- [Extrait]:
Ouverture du colloque sur l’Ours Polaire à l’UNESCO

J’introduisais ce vendredi le colloque consacré à l’ours polaire, organisé à l’UNESCO par l’association Action Poles. Ci-dessous le prononcé de mon intervention.

« Madame la déléguée du Canada à L’UNESCO, Son excellence Monsieur l’Ambassadeur du Canada, Mesdames, Messieurs les organisateurs, Mesdames, Messieurs,

Je tiens tout d’abord à vour dire tout le plaisir et l’honneur que je ressens d’ouvrir ce colloque sur l’ours polaire au côté de mon ami l’Ambassadeur du Canada en France, son Excellence Laurence Cannon.

Nous partageons lui et moi, comme sans doute vous tous, une profonde passion pour le monde arctique : ce vaste territoire de l’hémisphère Nord qui constitue le terrain naturel de cette espèce exceptionnelle qu’est l’ursus maritimus.

Espèce exceptionnelle, car en dépit de sa parenté avec les autres espèces d’ours, l’ours blanc représente une évolution singulière et étonnante de la famille des ursidés.

- [Liste des tâches]:
(a) Répondez aux questions suivantes sur l'intervention consacrée à l'ours polaire.
(i) Quelle association organise le colloque ?
(ii) Quel est le nom de l'Ambassadeur du Canada en France ?
(iii) Sous quel nom scientifique l'espèce est-elle désignée ?
(b) Énumérez toutes les formules d'adresse par lesquelles s'ouvre l'intervention sur l'ours polaire, avant la première phrase du propos.
(c) Poursuivez l'intervention sur l'ours polaire à la suite de sa dernière phrase.
Le matériel qui suit n'est pas nécessaire.

- [Informations affichées]:

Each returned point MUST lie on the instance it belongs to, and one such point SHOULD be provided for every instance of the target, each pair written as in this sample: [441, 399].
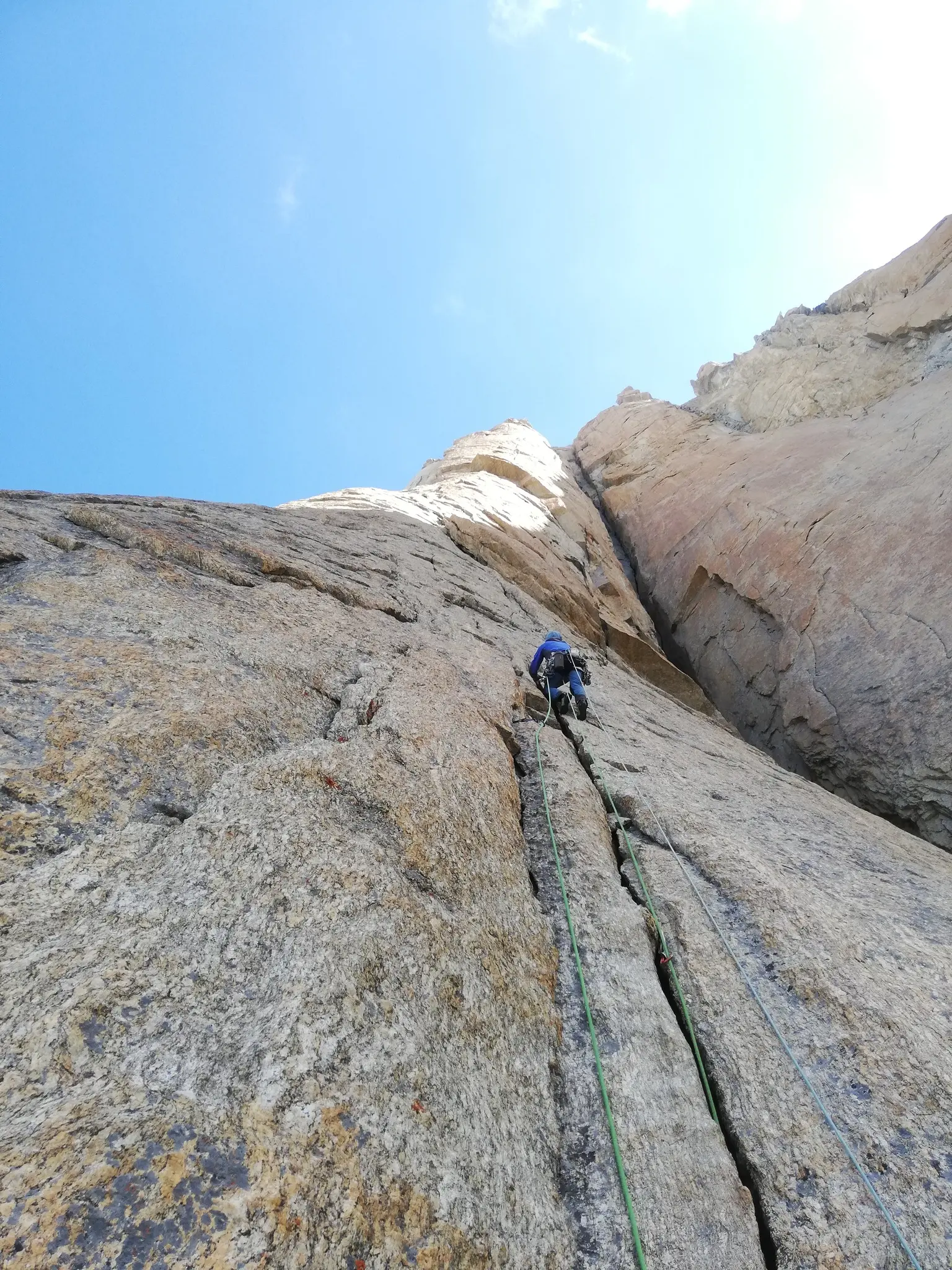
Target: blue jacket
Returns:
[550, 646]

- [Réponses de l'exercice]:
(a)
(i) Action Poles
(ii) Laurence Cannon
(iii) Ursus maritimus

(b)
- Madame la déléguée du Canada à L'UNESCO
- Son excellence Monsieur l'Ambassadeur du Canada
- Mesdames, Messieurs les organisateurs
- Mesdames, Messieurs

(c)
Son caractère exceptionnel en tant qu’espèce animale, mais tout autant en termes d’affect profond qu’il produit sur notre imaginaire collectif, n’a d’« équivalent » que le panda, cet autre ursidé qui réside en Chine centrale.

Mais plus encore que ce dernier ou même que certains grands félins emblématiques, l’ours blanc est sans doute le mammifère qui incarne le plus intensément notre fascination humaine pour le monde animal et pour la vie sauvage.

Il a, en effet, l’insigne honneur d’avoir donné – un peu sur un quiproquo – son nom à un vaste territoire de quelques 18 millions de km2 : je veux bien entendu parler de l’Arctique.

L’Arctique n’est pas un continent, mais il est néanmoins bien davantage que le plus septentrional de tous les océans de notre planète.
Il recouvre presque autant de terres que d’entendue maritime…

Au sens étymologique, « arctique » dérive d’ « arktos » qui en grec ancien signifie « ours ».

A l’origine, les explorateurs et géographes qui ont ainsi qualifié le grand océan glacial de la planète l’ont, on le sait, fait en référence à la constellation de la « Petite ourse » dont la planète la plus brillante : Alpha Ursea Minoris ou plus communément l’étoile polaire ; l’astre qui guidait le mieux les navigateurs en leur indiquant le Nord.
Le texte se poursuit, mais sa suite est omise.